#### Soal 1
Jawab pertanyaan berikut berdasarkan kutipan tentang literasi religi.
(a) Menurut kutipan, apa yang membuat nilai-nilai agama mulai mengendur?
(b) Siapa saja yang disebut membaca kitab suci beserta artinya secara bersama-sama?
(c) Perjuangan siapa yang disebut dalam kutipan, dan dalam menghadapi apa?
#### Soal 2
Lanjutkan kutipan tentang literasi religi mulai dari kalimat sesudah kalimat terakhirnya.

======== Kutipan ========

Literasi religi yang dimaksud adalah mulai mempelajari kembali agama sebagai dasar pijakan dalam hidup yang selama ini mungkin nilai-nilainya sudah mulai mengendur tergilas arus informasi yang begitu deras sehingga kita lupa untuk merenung tentang arti kehidupan ini. Membaca kitab suci dengan artinya secara bersama-sama antara orang tua dan anak, menggali kisah-kisah yang terdapat di dalamnya, mempelajari kisah orang-orang shalih di masa lalu, perjuangan para pahlawan dalam menghadapi beragam ujian hidup.

======== Bahan Sumber ========

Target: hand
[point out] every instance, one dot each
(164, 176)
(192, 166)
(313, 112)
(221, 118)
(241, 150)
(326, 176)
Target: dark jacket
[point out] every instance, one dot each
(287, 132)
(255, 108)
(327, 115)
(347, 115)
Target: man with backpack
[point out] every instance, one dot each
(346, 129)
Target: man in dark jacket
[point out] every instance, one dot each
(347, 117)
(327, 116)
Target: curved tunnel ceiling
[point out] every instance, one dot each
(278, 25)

========
======== Bahan Sumber ========

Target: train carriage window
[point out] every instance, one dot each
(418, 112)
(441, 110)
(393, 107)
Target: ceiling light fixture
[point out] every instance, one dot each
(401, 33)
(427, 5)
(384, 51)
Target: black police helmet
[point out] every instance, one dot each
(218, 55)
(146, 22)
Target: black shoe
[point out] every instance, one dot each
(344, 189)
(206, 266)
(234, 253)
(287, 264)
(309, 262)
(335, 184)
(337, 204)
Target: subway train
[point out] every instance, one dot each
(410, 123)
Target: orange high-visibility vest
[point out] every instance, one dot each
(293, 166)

========
======== Bahan Sumber ========

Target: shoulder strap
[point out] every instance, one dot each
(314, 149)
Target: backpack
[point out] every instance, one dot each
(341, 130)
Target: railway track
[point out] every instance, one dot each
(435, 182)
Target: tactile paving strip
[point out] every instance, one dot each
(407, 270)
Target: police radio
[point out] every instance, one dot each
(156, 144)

========

#### Jawaban Akhir 1
(a) Nilai-nilai agama mulai mengendur karena tergilas arus informasi yang begitu deras.
(b) Orang tua dan anak.
(c) Perjuangan para pahlawan dalam menghadapi beragam ujian hidup.

#### Jawaban Akhir 2
Beribadah dan berdoa bersama-sama walaupun di rumah juga akan memberikan efek yang berbeda jika itu dilakukan masing-masing. Anak akan memiliki teladan dan gambarabn tentang orang tua nya, bahwa mereka tetap kuat menjalani hidup yang mungkin semakin sulit. Literasi religi ini jika mulai kembali dihidupkan dalam keluarga, sedikit banyak akan memberikan kesadaran pada diri, bahwa kita manusia yang diciptakan dengan beragam perangkat untuk mengelola bumi ini, ternyata harus tak berkutik saat mahluk yang bernama covid-19 menghampiri.
Kesadaran ini mungkin akan berdampak pada sebuah sikap untuk tidak merasa sombong sebagai manusia dan merasakan kehebatan Sang Maha Pencipta, sehingga hidup pun akan merasa tenang dan pasrah, ibarat kapal di tengah lautan yang sedang menghadapi gelombang. Setelah literasi religi ini dilakukan dengan intensitas yang rutin bersama orang tua, karena kompetensi inti yang ada dalam kurikulum selama pandemi tak bisa dipantau olah guru, maka diharapkan anak-anak memiliki bekal yang cukup untuk mereka melakukan literasi teknologi.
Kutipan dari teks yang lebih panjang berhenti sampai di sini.